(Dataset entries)
-*-

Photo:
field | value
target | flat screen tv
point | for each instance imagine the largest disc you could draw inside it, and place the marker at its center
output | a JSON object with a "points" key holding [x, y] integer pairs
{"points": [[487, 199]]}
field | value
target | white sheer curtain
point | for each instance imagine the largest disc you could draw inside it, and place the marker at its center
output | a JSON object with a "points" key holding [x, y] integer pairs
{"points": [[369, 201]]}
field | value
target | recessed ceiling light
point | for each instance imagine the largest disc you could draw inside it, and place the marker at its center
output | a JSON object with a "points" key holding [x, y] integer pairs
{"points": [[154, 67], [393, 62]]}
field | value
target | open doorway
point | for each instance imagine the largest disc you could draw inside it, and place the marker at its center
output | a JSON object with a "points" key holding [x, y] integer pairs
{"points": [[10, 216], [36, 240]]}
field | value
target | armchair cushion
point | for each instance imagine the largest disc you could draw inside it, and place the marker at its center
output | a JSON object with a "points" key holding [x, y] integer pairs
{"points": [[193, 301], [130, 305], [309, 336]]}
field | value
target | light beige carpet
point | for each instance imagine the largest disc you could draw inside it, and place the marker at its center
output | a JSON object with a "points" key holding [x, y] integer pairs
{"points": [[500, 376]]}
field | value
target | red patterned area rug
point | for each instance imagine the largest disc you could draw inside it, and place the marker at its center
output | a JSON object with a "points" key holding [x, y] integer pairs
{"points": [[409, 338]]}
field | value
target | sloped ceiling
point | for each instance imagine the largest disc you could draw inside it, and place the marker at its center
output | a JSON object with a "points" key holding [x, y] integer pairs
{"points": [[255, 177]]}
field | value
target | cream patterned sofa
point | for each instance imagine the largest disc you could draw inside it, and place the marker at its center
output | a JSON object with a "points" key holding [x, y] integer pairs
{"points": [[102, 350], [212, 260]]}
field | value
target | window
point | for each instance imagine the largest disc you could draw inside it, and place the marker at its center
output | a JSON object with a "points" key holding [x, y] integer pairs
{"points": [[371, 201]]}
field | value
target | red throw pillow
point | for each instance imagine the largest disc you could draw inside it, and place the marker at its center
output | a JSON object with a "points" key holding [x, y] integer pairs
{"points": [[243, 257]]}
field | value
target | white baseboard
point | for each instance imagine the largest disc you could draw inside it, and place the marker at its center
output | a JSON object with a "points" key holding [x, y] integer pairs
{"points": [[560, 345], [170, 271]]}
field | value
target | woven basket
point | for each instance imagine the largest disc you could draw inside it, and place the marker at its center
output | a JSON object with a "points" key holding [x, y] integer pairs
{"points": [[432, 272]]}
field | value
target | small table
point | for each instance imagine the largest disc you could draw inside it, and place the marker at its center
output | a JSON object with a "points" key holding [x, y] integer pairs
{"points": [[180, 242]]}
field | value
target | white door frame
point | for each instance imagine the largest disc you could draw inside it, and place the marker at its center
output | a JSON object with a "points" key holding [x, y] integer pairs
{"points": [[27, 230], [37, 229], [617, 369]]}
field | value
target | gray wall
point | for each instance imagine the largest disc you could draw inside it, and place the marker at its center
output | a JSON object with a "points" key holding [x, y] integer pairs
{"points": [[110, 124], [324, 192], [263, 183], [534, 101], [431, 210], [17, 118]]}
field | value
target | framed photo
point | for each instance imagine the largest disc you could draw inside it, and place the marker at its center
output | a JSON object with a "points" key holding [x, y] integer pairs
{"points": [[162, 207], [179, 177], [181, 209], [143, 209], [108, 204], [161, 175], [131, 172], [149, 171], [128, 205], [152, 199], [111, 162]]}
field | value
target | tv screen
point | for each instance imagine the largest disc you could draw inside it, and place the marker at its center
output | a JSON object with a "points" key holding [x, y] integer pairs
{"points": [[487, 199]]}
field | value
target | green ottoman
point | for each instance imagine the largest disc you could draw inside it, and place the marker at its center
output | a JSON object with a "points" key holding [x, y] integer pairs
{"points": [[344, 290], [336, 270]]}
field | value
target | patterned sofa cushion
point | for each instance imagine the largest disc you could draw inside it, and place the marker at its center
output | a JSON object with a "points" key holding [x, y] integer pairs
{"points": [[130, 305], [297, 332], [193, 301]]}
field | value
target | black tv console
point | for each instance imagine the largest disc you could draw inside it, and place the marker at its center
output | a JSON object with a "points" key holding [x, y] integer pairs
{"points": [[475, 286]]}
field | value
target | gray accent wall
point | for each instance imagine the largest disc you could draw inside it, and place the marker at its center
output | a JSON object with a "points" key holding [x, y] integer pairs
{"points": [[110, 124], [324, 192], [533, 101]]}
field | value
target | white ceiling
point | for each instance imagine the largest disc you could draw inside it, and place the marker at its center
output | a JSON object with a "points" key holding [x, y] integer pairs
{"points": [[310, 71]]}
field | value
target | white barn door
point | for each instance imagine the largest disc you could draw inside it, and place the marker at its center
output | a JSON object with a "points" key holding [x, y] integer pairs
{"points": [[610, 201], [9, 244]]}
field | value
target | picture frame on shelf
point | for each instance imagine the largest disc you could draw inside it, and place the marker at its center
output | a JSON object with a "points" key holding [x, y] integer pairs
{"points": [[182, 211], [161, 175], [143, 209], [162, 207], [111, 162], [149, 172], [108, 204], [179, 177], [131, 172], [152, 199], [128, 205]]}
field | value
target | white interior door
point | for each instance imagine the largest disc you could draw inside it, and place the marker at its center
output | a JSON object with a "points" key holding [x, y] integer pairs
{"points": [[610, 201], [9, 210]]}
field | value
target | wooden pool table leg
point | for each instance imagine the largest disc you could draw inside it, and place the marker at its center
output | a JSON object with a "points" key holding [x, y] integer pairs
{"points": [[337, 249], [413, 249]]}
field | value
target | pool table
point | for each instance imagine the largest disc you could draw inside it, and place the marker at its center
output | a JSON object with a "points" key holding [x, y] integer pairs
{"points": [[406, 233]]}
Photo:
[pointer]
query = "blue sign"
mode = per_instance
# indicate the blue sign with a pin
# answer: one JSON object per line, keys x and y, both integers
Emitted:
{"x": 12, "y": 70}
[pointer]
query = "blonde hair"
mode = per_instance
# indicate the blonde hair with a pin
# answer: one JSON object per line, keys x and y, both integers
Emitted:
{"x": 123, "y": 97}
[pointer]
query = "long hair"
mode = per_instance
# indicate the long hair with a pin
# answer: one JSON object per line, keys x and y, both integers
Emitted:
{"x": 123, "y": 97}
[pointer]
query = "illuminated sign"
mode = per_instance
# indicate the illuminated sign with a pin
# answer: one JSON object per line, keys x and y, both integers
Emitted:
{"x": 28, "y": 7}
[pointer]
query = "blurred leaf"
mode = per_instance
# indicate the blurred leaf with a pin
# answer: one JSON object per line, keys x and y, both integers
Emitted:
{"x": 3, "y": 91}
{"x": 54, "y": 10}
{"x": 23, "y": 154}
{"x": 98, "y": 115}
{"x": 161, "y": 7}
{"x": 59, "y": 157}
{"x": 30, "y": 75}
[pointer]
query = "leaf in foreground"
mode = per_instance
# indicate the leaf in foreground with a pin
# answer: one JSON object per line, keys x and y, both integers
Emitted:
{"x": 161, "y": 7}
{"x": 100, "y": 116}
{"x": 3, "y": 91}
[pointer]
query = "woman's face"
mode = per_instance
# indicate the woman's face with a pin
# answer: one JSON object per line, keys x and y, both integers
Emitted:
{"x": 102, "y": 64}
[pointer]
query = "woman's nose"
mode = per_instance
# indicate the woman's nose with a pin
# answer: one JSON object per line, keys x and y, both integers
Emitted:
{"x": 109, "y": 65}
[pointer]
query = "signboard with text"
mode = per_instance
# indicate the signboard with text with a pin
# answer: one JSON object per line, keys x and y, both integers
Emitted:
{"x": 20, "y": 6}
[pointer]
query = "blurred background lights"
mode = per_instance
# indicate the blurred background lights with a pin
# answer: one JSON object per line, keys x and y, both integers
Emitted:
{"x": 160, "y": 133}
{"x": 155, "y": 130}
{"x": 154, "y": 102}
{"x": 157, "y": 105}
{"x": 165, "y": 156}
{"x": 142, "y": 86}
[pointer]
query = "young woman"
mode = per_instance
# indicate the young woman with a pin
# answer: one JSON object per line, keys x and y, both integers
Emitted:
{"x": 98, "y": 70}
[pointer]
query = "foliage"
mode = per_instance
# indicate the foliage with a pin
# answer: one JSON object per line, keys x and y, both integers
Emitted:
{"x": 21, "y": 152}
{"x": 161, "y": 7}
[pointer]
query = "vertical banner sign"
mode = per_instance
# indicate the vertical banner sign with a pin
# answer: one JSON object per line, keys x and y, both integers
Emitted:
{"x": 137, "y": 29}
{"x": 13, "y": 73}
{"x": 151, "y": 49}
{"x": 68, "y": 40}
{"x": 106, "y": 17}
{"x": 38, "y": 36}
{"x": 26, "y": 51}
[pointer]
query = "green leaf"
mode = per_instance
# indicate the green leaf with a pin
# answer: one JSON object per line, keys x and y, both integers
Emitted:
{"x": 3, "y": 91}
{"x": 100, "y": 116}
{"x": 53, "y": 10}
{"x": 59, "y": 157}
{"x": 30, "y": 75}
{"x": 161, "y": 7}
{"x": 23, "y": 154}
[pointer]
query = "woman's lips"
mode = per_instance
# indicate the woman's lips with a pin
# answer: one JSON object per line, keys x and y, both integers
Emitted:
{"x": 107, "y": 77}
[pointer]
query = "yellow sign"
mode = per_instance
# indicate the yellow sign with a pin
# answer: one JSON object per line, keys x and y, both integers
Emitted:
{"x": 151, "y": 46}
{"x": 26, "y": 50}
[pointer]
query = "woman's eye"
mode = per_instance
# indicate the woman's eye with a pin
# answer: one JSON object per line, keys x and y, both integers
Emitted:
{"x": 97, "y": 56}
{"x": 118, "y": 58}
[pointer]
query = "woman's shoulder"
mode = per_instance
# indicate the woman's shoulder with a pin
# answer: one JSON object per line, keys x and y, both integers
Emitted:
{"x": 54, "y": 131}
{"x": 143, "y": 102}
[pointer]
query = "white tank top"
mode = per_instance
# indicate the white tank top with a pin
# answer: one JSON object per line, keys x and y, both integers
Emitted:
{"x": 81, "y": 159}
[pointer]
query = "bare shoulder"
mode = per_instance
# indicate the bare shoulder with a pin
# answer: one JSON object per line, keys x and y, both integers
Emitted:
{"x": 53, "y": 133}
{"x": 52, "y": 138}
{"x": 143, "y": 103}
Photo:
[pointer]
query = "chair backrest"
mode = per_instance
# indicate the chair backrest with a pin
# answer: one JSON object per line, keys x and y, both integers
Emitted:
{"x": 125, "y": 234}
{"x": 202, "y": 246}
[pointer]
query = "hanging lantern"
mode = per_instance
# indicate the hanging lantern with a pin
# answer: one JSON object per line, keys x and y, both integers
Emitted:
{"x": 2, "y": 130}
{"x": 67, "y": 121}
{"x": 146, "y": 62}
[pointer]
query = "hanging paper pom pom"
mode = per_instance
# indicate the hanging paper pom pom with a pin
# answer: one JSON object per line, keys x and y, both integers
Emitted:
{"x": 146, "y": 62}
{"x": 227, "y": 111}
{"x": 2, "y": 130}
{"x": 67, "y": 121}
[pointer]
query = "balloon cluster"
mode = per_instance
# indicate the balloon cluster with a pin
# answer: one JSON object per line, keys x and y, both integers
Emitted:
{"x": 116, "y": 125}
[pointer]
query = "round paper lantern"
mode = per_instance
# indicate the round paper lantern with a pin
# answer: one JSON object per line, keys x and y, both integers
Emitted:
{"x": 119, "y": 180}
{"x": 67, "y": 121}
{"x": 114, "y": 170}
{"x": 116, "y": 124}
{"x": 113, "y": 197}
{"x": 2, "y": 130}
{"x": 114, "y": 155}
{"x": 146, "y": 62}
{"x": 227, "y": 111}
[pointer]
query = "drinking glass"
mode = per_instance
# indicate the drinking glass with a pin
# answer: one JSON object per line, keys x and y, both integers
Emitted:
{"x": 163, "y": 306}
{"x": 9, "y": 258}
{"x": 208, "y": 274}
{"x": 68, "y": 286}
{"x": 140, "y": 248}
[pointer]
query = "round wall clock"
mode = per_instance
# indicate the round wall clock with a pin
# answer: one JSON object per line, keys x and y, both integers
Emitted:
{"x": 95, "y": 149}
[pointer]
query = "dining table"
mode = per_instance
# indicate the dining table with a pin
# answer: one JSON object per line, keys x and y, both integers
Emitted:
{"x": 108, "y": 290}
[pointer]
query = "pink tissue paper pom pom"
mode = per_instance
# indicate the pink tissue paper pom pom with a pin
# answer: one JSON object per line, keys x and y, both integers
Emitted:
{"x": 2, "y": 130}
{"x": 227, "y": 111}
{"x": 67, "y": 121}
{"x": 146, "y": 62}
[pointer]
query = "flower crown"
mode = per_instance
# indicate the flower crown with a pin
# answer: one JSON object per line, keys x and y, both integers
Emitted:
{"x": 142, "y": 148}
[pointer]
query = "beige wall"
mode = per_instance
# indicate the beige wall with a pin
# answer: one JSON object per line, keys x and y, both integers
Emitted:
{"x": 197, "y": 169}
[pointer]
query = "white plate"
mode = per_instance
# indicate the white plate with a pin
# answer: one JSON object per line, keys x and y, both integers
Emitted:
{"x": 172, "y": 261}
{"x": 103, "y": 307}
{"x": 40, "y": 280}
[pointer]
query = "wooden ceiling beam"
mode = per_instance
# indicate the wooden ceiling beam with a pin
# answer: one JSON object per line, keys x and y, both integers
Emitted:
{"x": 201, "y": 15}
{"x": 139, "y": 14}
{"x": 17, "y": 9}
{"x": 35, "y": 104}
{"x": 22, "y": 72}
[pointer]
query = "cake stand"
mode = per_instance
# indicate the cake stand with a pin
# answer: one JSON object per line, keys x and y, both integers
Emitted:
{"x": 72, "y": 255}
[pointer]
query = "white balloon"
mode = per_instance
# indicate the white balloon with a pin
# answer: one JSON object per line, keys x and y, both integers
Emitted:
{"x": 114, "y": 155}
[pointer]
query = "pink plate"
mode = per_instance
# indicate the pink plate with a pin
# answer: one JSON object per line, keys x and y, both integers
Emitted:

-*-

Pull out every line of the items that contains the word "sofa".

target | cream patterned sofa
target | patterned sofa cushion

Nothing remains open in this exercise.